(Requirements) Display each line of the rows below that includes the word "instance".

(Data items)
###
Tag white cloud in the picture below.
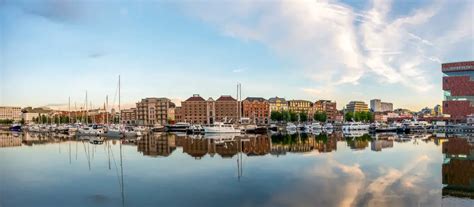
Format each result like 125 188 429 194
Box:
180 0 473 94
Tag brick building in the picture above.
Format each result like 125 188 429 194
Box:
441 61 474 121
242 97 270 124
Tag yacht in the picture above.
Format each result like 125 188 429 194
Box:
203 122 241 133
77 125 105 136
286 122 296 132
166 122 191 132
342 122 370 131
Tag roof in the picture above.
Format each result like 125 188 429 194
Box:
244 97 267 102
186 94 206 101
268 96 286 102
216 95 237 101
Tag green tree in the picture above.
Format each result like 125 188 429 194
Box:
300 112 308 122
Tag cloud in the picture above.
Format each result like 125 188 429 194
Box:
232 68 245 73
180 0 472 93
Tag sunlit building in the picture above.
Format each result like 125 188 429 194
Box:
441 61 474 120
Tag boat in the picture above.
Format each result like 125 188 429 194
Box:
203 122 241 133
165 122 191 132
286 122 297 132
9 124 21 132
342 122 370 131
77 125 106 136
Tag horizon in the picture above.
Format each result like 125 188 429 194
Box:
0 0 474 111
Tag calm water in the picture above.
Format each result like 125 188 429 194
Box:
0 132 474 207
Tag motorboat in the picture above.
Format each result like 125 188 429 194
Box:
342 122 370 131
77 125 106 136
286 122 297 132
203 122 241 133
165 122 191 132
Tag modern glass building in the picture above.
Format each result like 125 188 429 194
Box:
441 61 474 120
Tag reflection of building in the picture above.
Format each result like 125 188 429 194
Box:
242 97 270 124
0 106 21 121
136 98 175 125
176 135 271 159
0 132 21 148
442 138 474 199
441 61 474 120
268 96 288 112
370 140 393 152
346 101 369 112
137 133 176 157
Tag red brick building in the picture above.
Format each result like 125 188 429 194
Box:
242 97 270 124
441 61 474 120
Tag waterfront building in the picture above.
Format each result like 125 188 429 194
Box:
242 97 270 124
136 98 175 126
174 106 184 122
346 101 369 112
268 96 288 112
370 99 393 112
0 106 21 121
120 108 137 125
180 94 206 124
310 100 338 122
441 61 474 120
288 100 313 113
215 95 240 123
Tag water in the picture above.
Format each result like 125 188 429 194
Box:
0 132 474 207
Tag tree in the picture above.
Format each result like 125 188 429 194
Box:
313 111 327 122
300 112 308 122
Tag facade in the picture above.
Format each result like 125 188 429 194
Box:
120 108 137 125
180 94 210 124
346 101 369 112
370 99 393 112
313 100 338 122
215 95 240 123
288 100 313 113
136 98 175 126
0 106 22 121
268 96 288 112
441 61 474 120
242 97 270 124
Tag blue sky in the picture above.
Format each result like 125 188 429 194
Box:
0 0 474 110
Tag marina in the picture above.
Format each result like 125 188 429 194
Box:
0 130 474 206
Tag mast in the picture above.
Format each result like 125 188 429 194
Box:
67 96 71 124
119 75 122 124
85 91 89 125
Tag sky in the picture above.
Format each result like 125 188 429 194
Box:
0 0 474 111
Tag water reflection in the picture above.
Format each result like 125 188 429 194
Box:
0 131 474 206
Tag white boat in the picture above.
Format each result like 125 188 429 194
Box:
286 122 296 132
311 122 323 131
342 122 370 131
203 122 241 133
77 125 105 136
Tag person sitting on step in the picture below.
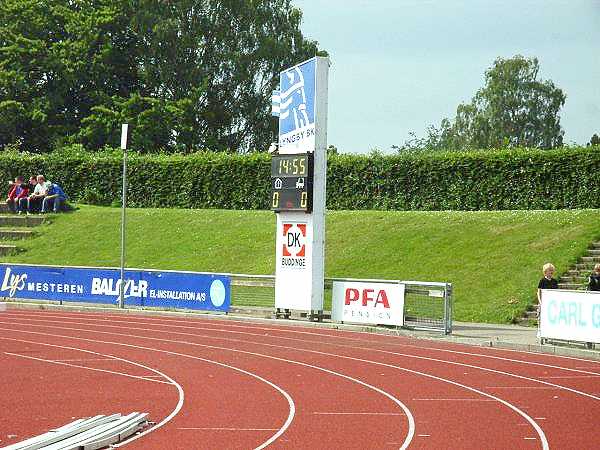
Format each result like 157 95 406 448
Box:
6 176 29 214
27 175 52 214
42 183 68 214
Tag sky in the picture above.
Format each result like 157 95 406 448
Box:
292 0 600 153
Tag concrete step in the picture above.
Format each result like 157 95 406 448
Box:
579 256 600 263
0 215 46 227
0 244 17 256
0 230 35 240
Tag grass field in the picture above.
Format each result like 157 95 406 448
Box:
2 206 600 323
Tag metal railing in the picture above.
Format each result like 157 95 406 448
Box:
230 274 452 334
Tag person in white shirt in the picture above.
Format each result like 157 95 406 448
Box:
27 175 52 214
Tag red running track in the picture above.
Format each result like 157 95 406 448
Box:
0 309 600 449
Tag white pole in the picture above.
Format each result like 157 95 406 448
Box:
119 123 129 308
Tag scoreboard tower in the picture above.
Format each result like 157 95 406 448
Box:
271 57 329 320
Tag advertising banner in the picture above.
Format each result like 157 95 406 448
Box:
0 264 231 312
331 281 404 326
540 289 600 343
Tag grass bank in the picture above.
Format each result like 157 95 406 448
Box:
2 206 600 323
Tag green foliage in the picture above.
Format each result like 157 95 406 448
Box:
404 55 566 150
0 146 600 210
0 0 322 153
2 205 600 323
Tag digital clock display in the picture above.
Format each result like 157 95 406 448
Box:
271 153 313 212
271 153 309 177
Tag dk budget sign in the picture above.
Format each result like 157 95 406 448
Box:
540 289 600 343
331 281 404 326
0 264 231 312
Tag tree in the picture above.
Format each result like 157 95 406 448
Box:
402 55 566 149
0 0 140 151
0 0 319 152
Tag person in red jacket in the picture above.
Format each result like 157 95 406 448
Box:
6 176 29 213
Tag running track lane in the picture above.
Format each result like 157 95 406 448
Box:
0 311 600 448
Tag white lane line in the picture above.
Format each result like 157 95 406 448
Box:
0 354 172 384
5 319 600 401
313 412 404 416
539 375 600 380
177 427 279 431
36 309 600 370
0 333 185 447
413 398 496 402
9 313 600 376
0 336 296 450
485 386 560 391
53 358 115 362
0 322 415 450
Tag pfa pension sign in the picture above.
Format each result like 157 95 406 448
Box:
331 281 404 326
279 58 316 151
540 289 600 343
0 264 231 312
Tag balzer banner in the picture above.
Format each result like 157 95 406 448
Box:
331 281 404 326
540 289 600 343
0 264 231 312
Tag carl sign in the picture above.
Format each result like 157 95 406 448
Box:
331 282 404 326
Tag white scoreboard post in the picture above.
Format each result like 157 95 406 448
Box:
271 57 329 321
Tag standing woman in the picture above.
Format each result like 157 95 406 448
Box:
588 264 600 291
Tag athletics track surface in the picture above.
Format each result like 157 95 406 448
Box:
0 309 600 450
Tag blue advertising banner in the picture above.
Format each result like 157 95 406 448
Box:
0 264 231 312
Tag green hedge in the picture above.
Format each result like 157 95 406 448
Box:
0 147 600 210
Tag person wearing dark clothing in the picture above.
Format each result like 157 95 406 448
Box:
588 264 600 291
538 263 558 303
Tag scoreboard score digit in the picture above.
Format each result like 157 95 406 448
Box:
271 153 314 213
###
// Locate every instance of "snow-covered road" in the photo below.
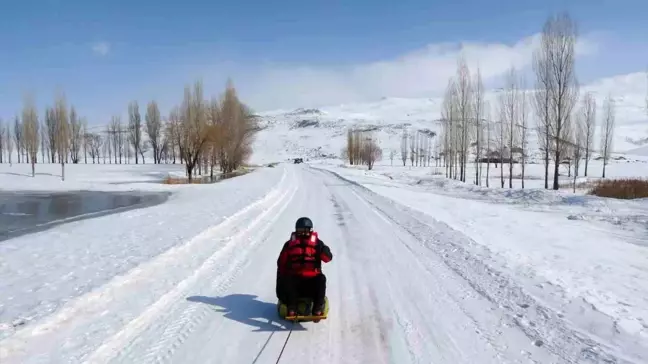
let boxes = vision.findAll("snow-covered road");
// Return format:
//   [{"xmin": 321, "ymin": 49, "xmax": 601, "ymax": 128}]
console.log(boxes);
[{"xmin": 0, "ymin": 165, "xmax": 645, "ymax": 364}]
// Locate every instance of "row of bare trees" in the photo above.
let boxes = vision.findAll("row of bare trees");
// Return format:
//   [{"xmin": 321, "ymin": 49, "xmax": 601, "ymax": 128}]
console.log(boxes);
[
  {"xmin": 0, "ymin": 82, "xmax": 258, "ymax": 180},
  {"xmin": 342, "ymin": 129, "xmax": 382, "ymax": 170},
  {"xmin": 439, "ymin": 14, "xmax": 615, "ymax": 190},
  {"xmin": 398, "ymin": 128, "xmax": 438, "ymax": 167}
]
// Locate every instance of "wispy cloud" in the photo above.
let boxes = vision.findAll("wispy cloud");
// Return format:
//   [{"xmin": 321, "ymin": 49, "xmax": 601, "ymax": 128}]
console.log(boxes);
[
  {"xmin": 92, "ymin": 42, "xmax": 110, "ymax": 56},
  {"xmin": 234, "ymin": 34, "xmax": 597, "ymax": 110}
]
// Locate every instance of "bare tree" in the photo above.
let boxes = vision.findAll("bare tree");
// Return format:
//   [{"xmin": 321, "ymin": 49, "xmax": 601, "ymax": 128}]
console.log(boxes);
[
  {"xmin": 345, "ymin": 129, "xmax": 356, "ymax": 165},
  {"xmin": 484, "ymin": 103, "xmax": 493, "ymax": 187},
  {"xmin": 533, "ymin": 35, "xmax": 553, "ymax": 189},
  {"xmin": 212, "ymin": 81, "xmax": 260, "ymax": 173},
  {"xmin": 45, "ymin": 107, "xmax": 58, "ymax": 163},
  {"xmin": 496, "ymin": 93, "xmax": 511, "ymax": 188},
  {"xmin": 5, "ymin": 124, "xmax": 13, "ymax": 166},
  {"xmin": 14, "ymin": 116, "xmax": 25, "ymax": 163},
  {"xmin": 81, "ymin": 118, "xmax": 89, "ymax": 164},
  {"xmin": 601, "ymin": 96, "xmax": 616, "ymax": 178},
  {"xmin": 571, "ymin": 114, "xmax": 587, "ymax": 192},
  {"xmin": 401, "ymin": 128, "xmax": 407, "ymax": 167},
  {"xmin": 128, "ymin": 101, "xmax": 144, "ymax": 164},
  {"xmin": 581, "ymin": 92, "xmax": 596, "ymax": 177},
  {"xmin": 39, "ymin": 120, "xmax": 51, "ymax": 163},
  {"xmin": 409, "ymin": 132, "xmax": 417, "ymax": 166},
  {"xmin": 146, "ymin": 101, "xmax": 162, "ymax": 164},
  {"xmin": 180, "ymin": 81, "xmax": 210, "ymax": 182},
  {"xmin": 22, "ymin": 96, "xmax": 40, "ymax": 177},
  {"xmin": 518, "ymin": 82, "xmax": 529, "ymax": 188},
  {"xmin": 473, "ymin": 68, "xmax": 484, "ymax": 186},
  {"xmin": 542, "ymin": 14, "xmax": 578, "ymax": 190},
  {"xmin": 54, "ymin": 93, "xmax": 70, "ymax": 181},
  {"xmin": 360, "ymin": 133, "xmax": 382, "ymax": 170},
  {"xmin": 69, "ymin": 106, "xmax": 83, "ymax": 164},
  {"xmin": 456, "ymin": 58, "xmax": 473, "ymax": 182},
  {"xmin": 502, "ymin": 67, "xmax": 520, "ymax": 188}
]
###
(Solution)
// Locate every instance of "snow-covered road" in the photo below.
// Locate every instance of "row of bare trees" in the photo above.
// Locate every instance of "wispy cloud" in the photo above.
// Locate every instance of "bare tree" in the photo above.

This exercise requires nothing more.